═══ Text ═══

It’s as if I’ve been running up a hill, or maybe running away from something or someone. Maybe I’m running away from myself. Maybe I’m running to myself. All I know is that something has triggered my fight or flight response and my heart and mind are RACING. My legs are twitching. My eyes are wide open. I have awareness of every fact of every day of every week. Maybe I have been dreaming about doing a wonderful life adventure. Maybe it really happened. Maybe it has yet to come.
If I have the time and the space, I am most adept in the morning at freeing my mind and breathing into my stomach in a meditative exercise. If I don’t have the time or if someone has tiptoed into bed in the middle of the night and is now kicking my back, or whining, or meowing, the spell has been broken. I get up and start my day. I wish I could tell you that this is a rare occurrence, but it happens quite a bit lately. It happens a lot during stressful weeks, and it even happens during nothing weeks because the opportunity is always ignited for a fight or flight response to be on deck. The opportunity to be needed.

═══ Source data ═══

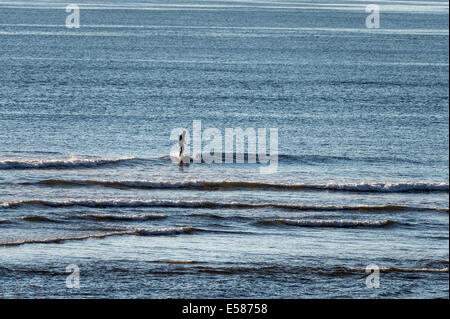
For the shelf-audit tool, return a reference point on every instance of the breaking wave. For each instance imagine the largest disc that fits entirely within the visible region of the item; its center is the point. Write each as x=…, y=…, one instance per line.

═══
═══ Source data ═══

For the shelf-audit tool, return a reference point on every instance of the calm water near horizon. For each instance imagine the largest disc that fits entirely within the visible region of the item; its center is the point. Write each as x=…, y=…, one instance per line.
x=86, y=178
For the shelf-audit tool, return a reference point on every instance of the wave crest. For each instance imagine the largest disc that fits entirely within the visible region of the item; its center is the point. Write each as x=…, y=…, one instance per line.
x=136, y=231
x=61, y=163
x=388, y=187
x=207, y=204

═══

Work instruction 1 —
Answer these from the fight-or-flight passage, one line each:
(a) What does the narrator say the legs and eyes are doing?
(b) At what time of day is the narrator most adept at the meditative breathing exercise?
(c) What does the narrator do once the spell has been broken?
Work instruction 2 — Condense the paragraph of the fight-or-flight passage that begins "If I have the time and the space" into a shorter version that keeps its main facts.
Work instruction 3 — Extend the fight-or-flight passage with one more paragraph, starting after its final sentence.
The listing has nothing to do with the fight-or-flight passage.

Written response 1 —
(a) The legs are twitching, and the eyes are wide open.
(b) In the morning, when there is time and space.
(c) The narrator gets up and starts the day.

Written response 2 — With time and space, the narrator can free the mind and breathe into the stomach in a morning meditation. If there is no time, or someone has crept into bed overnight and is kicking, whining, or meowing, the spell breaks and the day begins. This happens often lately, in stressful weeks and quiet ones alike, because a fight or flight response is always ready: the chance to be needed.

Written response 3 —
It’s an adventure when you’re a super sensitive soul with loss of control fears, a dislike of loud noises, and you experience life transitions as little earthquakes. Even though life IS a transition, or a series of them. It’s not just earthquakes – it’s waves. Some of them are easy laps. Some of them knock you down and tear you underwater, with no access to air. And some of them knock you down, but almost joyfully, and then they set you right again – right where you were already standing..
My anxiety comes from three places, that I know about. It’s not just the toxic buildup of sadness, anger and loss that is not properly processed. It’s not just the PTSD of seeing my father fall on the ground, and never wake up. Never come home. It’s the fact that all of that had happened to a little girl who already had a sensitive temperament. It’s the fact that I was born to hear things loudly, see things brightly, and sure as hell smell and taste things strongly. Oh yeah. And there’s the feelings.